▶ _SCHRIFTLICHE AUFGABE_
Schreib den Text über den neuen Direktor des Burgtheaters vollständig und ohne jede Änderung ab.

▶ _VORGEGEBENER TEXT_
Bild: Das Burgtheater in Wien: noch immer die größte deutschsprachige Bühne …
Man darf jetzt wieder „Burg“ zum Burgtheater sagen. [1][Der neue Direktor,
Stefan Bachmann], hat es ausdrücklich erlaubt. Unter Sprecher:innen im
gehobenen Wiener Bildungsbürgertum signalisiert das nonchalante Kürzel den
Anspruch, sich auszukennen – unabhängig von tatsächlicher Kompetenz
dazuzugehören und für das Theater relevante Haltungen zu vertreten.
Bachmanns Vorgänger, Martin Kušej, war die blasierte Redeweise der feinen
Leute über das Theater lange ein Ärgernis.
Der Neubeginn an der Burg stellt zwei gegenläufige Anforderungen an Stefan
Bachmann: Der neue Burgtheaterdirektor soll das Haus konsolidieren und
zugleich Aufbruchstimmung verbreiten. Diesen Spagat hat der Schweizer, der
elf Jahre lang das Schauspiel Köln leitete, in einer Charmeoffensive in den
Wiener Medien fürs erste gemeistert.

▶ _DATENAUSZUG_

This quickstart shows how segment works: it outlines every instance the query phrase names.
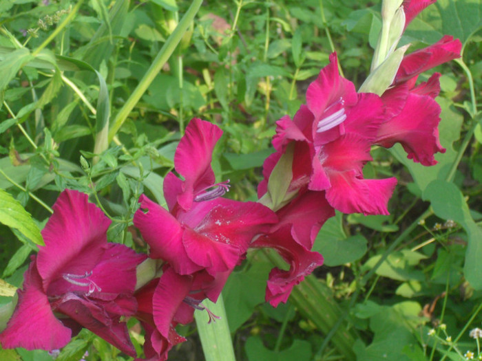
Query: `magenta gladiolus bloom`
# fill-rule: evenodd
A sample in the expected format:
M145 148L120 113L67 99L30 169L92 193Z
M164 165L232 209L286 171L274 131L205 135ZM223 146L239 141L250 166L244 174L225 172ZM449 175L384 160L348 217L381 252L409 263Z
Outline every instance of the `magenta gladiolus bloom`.
M387 109L387 121L379 127L375 143L390 148L399 142L408 159L424 166L437 164L437 152L445 153L439 141L440 106L434 100L440 91L440 74L413 89L402 83L381 96Z
M339 76L333 53L308 87L306 103L293 121L285 116L277 122L273 140L281 153L295 143L293 183L326 191L331 206L344 213L388 214L396 179L364 179L362 174L364 164L372 160L370 146L385 118L380 98L357 94L353 84ZM266 160L264 166L271 169L264 170L265 175L279 156Z
M461 50L462 43L460 40L444 35L434 44L404 56L394 83L399 84L411 80L409 86L410 88L413 87L417 75L441 64L460 58Z
M227 186L214 184L211 160L221 133L216 125L193 119L174 157L185 180L169 173L164 181L170 212L143 195L134 215L149 256L166 261L180 274L232 270L253 237L277 220L262 204L219 198Z
M135 356L120 318L136 313L136 267L145 256L107 242L110 221L87 195L65 190L53 208L2 346L60 349L84 327Z
M405 28L418 15L421 11L437 0L404 0L401 4L405 13Z

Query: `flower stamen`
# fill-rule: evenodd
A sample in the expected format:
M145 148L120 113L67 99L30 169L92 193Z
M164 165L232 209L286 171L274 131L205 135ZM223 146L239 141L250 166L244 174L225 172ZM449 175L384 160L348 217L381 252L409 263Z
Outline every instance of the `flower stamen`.
M102 291L102 289L100 287L98 287L95 283L95 282L88 279L87 277L90 277L92 275L92 271L90 271L90 272L85 271L85 274L74 274L72 273L65 273L62 275L62 278L65 279L67 282L68 282L69 283L72 283L72 285L89 287L89 291L86 294L86 296L90 296L91 294L92 294L94 291L96 290L98 292ZM82 281L78 280L85 281Z
M211 201L223 196L224 193L229 191L231 186L228 183L229 183L229 179L205 188L196 195L194 201Z

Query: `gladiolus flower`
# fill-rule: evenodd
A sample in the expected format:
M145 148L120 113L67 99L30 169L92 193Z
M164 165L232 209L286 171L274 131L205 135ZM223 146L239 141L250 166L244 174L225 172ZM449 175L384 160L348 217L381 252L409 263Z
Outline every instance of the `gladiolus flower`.
M120 318L136 313L136 267L145 256L107 243L110 221L87 195L65 190L53 208L42 231L45 245L32 257L15 311L0 334L2 346L60 349L84 327L135 356Z

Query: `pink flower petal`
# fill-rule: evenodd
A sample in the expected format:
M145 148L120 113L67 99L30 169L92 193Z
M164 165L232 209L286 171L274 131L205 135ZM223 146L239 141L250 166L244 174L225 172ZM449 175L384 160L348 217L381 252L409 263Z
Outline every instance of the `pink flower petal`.
M194 194L215 182L211 168L213 150L222 131L209 122L193 118L179 142L174 155L176 171L185 179L183 193L178 195L180 206L191 208Z
M384 94L388 107L392 102L391 94L391 91ZM434 154L445 153L439 141L440 111L440 107L430 96L410 92L403 111L380 127L376 143L390 148L399 142L408 159L424 166L436 164Z
M404 12L405 13L405 28L420 12L437 0L404 0Z
M152 315L157 329L169 342L177 339L171 331L173 319L189 294L191 285L192 276L181 276L169 267L165 270L156 287L152 298Z
M200 270L187 256L182 241L183 230L178 221L144 195L139 201L140 208L134 215L134 224L150 246L149 257L169 262L181 274Z
M330 175L331 188L326 199L344 213L388 215L387 205L397 184L396 178L362 179L355 172L334 172Z
M19 303L7 328L0 333L0 343L6 349L50 351L63 347L72 331L54 316L34 260L24 276L23 289L18 291Z
M454 40L453 36L444 35L434 44L404 57L395 83L406 81L429 69L460 58L461 50L462 43L459 39Z
M333 103L343 100L344 107L350 107L356 104L357 100L355 85L339 76L337 54L333 53L328 65L322 69L306 91L306 104L315 116L314 123L323 118L324 111Z
M110 220L87 195L65 190L54 204L42 236L37 268L45 290L63 274L83 274L98 263L107 244ZM50 294L50 292L48 292Z
M234 268L254 236L277 221L262 204L222 198L198 204L191 212L205 216L185 230L182 242L190 259L211 275Z
M127 324L120 322L120 315L107 312L102 303L81 298L72 293L66 294L63 298L56 310L69 316L123 352L132 357L136 356L136 350L129 336ZM134 298L132 300L135 302Z

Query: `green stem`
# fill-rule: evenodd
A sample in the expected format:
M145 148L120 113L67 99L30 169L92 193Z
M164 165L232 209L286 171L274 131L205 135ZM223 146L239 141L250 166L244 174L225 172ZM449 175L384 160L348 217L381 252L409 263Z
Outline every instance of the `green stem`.
M174 29L174 31L173 31L169 38L167 38L167 40L163 45L159 53L158 53L156 58L153 61L147 72L139 82L139 84L126 100L118 113L116 115L116 118L112 121L112 125L109 130L108 139L109 142L117 133L120 127L122 127L122 124L127 118L129 114L137 104L137 102L138 102L143 95L144 95L145 91L147 90L149 86L159 74L159 72L160 72L171 55L172 55L178 44L181 41L184 33L198 13L198 10L199 10L199 8L201 6L202 3L202 0L193 1L187 12L186 12L186 14L182 17L182 19L179 22L178 26L176 27L176 29Z
M194 318L206 361L235 361L222 294L216 303L205 300L200 305L205 309L196 309ZM219 318L211 319L208 309Z
M463 153L465 152L465 150L467 149L467 147L468 146L469 143L470 142L470 140L472 139L472 137L474 135L475 127L479 124L479 122L476 121L479 113L477 113L477 100L475 96L474 78L472 76L470 69L467 67L465 63L463 63L463 61L462 59L456 59L455 61L465 72L465 75L467 76L467 79L469 83L469 87L470 88L470 100L472 100L472 111L470 111L469 113L470 114L470 118L472 118L472 127L470 127L469 131L465 133L465 135L463 138L463 141L462 142L462 144L461 144L460 148L459 149L459 151L457 152L457 156L455 158L454 163L452 164L450 171L447 175L448 182L451 182L452 179L454 179L454 177L455 176L455 172L457 172L457 168L459 167L459 164L460 164L461 160L462 160Z
M326 35L326 39L328 39L328 42L330 43L330 49L331 52L334 52L335 44L333 43L333 40L331 39L331 33L330 32L330 28L328 27L328 23L326 22L326 18L325 18L325 10L323 8L323 0L319 0L319 11L322 13L322 21L323 22L323 26L325 30L325 34ZM343 69L342 69L342 65L338 61L338 70L339 71L339 75L344 77L343 75Z
M70 22L70 21L74 19L74 17L75 17L76 14L77 14L77 11L78 11L78 9L81 8L81 6L82 5L82 3L84 2L84 0L78 0L78 2L74 6L72 10L69 12L68 15L67 15L67 17L62 21L60 25L59 25L56 28L55 30L52 32L50 35L42 43L39 47L37 47L35 50L34 50L32 52L32 55L34 56L36 56L47 45L48 45L50 42L55 39L55 36L56 36L59 33L60 33L62 30L67 26L67 25Z
M286 329L288 322L289 321L289 319L291 317L291 315L293 314L293 307L291 305L289 305L289 308L288 309L288 311L286 312L286 314L284 316L283 323L281 325L281 329L280 329L280 333L278 333L277 339L276 340L276 344L275 345L274 349L275 352L277 352L280 351L280 347L281 347L281 342L283 340L283 336L284 336L284 331Z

▶ _ANTWORT ZUR AUFGABE_
Bild: Das Burgtheater in Wien: noch immer die größte deutschsprachige Bühne …
Man darf jetzt wieder „Burg“ zum Burgtheater sagen. [1][Der neue Direktor,
Stefan Bachmann], hat es ausdrücklich erlaubt. Unter Sprecher:innen im
gehobenen Wiener Bildungsbürgertum signalisiert das nonchalante Kürzel den
Anspruch, sich auszukennen – unabhängig von tatsächlicher Kompetenz
dazuzugehören und für das Theater relevante Haltungen zu vertreten.
Bachmanns Vorgänger, Martin Kušej, war die blasierte Redeweise der feinen
Leute über das Theater lange ein Ärgernis.
Der Neubeginn an der Burg stellt zwei gegenläufige Anforderungen an Stefan
Bachmann: Der neue Burgtheaterdirektor soll das Haus konsolidieren und
zugleich Aufbruchstimmung verbreiten. Diesen Spagat hat der Schweizer, der
elf Jahre lang das Schauspiel Köln leitete, in einer Charmeoffensive in den
Wiener Medien fürs erste gemeistert.